→ **Request A**: State whether each statement below agrees with the alloy passage, answering yes or no and quoting the deciding words of the alloy passage exactly: (i) The treatment was described as applied to three-component alloys of copper, nickel, and tin. (ii) No amount of a fourth element can be tolerated in these alloys. (iii) The limits on Fe, Zn, and Mn are broader than those disclosed in the copending application.

→ **Extracted text**:
# # # # # # #

While the treatment was described above as applied to three-component alloys of copper, nickel, and tin, certain amounts of fourth elements, either alone or in combination, may be tolerated without significant detrimental effects. In the interest of isotropy of formability, the limits on Fe, Zn, and Mn are somewhat more narrow than those disclosed in copending application J. T. Plewes 4, Ser. No. 685,263.

# # # # # # #

→ **Data for the task**:
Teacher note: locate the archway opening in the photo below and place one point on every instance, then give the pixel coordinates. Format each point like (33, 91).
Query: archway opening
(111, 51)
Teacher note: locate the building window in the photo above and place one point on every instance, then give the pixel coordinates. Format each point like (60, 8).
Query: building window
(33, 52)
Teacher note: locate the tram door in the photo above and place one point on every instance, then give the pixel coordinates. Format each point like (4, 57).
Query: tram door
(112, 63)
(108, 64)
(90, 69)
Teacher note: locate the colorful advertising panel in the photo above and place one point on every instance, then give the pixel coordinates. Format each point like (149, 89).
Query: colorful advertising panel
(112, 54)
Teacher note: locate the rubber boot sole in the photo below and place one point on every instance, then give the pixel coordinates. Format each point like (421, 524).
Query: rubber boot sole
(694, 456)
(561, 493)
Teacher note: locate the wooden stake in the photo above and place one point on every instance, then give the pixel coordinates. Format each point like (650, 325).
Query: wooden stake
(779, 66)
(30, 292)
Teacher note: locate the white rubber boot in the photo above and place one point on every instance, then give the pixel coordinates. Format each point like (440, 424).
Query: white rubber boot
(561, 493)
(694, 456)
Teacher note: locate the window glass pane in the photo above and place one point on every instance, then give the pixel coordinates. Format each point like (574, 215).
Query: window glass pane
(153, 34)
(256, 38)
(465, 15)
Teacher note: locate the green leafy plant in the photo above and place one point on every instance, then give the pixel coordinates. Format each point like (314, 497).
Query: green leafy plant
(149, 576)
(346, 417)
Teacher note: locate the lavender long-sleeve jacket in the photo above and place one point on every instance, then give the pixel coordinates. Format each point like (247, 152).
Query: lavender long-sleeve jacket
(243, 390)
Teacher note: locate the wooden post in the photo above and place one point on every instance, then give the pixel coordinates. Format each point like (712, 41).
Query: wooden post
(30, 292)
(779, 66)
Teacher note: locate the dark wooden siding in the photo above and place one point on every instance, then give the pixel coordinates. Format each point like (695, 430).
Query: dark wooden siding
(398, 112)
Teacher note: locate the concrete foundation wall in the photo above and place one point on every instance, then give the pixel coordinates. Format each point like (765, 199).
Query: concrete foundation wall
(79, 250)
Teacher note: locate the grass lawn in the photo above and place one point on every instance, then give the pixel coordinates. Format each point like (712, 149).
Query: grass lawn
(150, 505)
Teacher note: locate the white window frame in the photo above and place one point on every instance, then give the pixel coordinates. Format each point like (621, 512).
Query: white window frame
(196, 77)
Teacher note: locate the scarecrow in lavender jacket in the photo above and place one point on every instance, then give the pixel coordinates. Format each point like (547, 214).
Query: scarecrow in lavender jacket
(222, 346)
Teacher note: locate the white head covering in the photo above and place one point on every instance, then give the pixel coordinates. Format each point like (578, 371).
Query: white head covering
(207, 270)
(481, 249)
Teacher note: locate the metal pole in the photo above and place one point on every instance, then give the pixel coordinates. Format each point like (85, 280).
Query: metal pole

# # # # # # #

→ **Request B**: In the listing, swap "head covering" for "headscarf" in the lines running from the line that contains "Teacher note: locate the white head" through the end of the listing, inclusive, and write out only those lines with all else unchanged.

→ **Worked solution A**:
(i) Yes: "the treatment was described above as applied to three-component alloys of copper, nickel, and tin"
(ii) No: "certain amounts of fourth elements, either alone or in combination, may be tolerated without significant detrimental effects"
(iii) No: "the limits on Fe, Zn, and Mn are somewhat more narrow than those disclosed in copending application"

→ **Worked solution B**:
Teacher note: locate the white headscarf in the photo above and place one point on every instance, then give the pixel coordinates. Format each point like (578, 371).
Query: white headscarf
(207, 270)
(481, 249)
Teacher note: locate the metal pole in the photo above and place one point on every instance, then give the pixel coordinates. Format each point like (85, 280).
Query: metal pole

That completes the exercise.